[Directions]:
Copy every record below exactly as it stands.

Collected data entries
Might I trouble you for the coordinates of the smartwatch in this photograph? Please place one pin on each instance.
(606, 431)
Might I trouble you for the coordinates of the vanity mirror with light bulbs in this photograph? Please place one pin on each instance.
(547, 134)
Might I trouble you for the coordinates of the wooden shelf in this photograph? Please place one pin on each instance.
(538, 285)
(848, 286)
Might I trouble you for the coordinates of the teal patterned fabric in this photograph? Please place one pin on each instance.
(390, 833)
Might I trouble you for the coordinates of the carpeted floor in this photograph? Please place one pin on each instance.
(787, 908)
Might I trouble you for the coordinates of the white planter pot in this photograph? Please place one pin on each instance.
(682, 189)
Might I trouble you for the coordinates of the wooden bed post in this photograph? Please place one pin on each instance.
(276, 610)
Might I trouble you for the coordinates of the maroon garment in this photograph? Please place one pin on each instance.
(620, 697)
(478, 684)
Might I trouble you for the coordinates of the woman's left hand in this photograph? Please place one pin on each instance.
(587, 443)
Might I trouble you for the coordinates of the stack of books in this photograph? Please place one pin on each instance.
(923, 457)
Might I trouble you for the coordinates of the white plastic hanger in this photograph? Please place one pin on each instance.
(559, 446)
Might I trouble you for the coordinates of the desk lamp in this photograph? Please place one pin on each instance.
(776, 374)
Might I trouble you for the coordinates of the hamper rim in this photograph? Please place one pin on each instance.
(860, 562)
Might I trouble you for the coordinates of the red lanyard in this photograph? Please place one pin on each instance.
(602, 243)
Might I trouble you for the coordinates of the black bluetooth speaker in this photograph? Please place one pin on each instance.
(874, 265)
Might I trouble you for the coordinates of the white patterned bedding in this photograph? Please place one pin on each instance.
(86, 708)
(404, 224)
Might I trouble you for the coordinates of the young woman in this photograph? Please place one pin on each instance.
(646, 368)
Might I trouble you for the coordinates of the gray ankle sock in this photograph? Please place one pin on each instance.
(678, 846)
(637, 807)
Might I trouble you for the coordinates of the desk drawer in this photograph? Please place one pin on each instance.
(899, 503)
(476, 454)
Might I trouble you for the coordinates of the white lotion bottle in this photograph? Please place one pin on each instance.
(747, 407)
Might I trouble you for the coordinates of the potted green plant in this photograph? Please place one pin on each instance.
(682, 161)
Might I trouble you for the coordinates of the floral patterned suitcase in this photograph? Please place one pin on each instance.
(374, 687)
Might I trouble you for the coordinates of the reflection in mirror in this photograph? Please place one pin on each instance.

[Reply]:
Might I trouble you for the coordinates of the smartwatch in this photograph? Please place one pin on each instance.
(606, 431)
Might I trouble you for the coordinates of the vanity mirror with light bulbs in this photograph? Please place one pin on each instance.
(547, 134)
Might I trouble you for the coordinates of the wooden shelf in this photograph? Please place one pin on each instance.
(538, 285)
(848, 286)
Might I trouble you for the coordinates of the teal patterned fabric in this photograph? Please place one pin on each instance.
(390, 833)
Might I trouble you for the coordinates of the carpeted floor in this photograph? Please place one pin on each instance.
(787, 908)
Might I trouble you for the coordinates of the white planter pot in this photograph? Please place one pin on each instance.
(682, 189)
Might I trouble you for the coordinates of the wooden bed post in this photograph? Please place one pin on each instance.
(276, 610)
Might I trouble you for the coordinates of the maroon garment in this photograph? Please place one pin on each instance.
(620, 697)
(478, 684)
Might I trouble you for the coordinates of the woman's left hand in this photograph? Please place one pin on each instance.
(587, 443)
Might I trouble you for the coordinates of the stack of books in this photograph? Please place one pin on each instance.
(923, 457)
Might I trouble you for the coordinates of the white plastic hanger in this photograph? Please place one pin on each instance.
(559, 446)
Might I trouble you for the coordinates of the desk lamp in this photograph? Please place one pin on each instance.
(776, 374)
Might I trouble you for the coordinates of the hamper rim in this photograph? Please place one pin on each instance.
(860, 562)
Might I trouble you for the coordinates of the red lanyard in this photograph? Please place one pin on each instance.
(602, 243)
Might I trouble you for the coordinates of the black bluetooth speaker in this photograph? Please place one pin on each instance.
(874, 265)
Might I trouble you for the coordinates of the white patterned bedding in this photograph? Please place one pin on each instance.
(86, 708)
(404, 224)
Might I trouble you for the coordinates of the young woman in this photograph? Please place one pin on each instance.
(646, 368)
Might I trouble you for the coordinates of the gray ankle sock in this photograph? Please place one pin on each instance.
(678, 846)
(637, 807)
Might I trouble you for the coordinates of the desk drawer in this photograph? Please place one pin on each instance.
(899, 503)
(476, 454)
Might I trouble you for the coordinates of the white lotion bottle in this photograph? Please place one pin on each instance.
(747, 407)
Might I trouble you for the coordinates of the potted green plant in this photograph? Please place one pin on each instance.
(682, 161)
Might I trouble you for the coordinates of the floral patterned suitcase in this photograph? Please place one pin on each instance.
(374, 687)
Might I trouble you for the coordinates of the reflection in mirror in this photograph? Please place one pin on each instance.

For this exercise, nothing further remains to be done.